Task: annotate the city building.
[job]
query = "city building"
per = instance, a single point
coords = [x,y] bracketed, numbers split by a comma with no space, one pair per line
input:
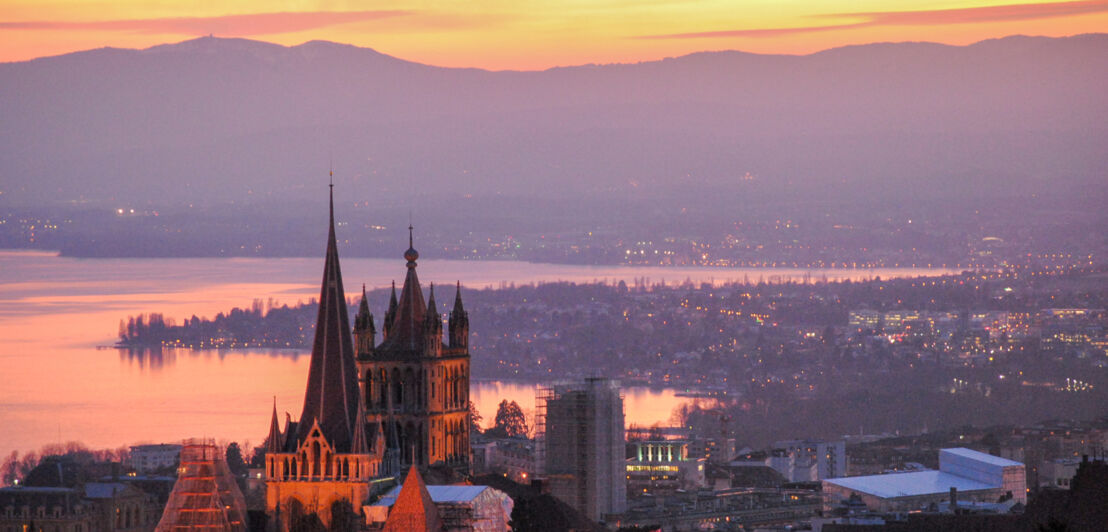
[145,459]
[371,409]
[663,467]
[328,456]
[95,507]
[205,495]
[580,446]
[963,473]
[414,505]
[809,460]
════════
Please copy the whole listing above without any changes, leaving out the pictures.

Solution for this problem
Task: annotate the city building.
[job]
query = "city building"
per = instance, a single point
coords = [x,y] bracketed, numbers split by a comma with no space, one pair per line
input:
[145,459]
[371,409]
[663,467]
[328,456]
[95,507]
[205,495]
[580,446]
[963,473]
[414,505]
[809,460]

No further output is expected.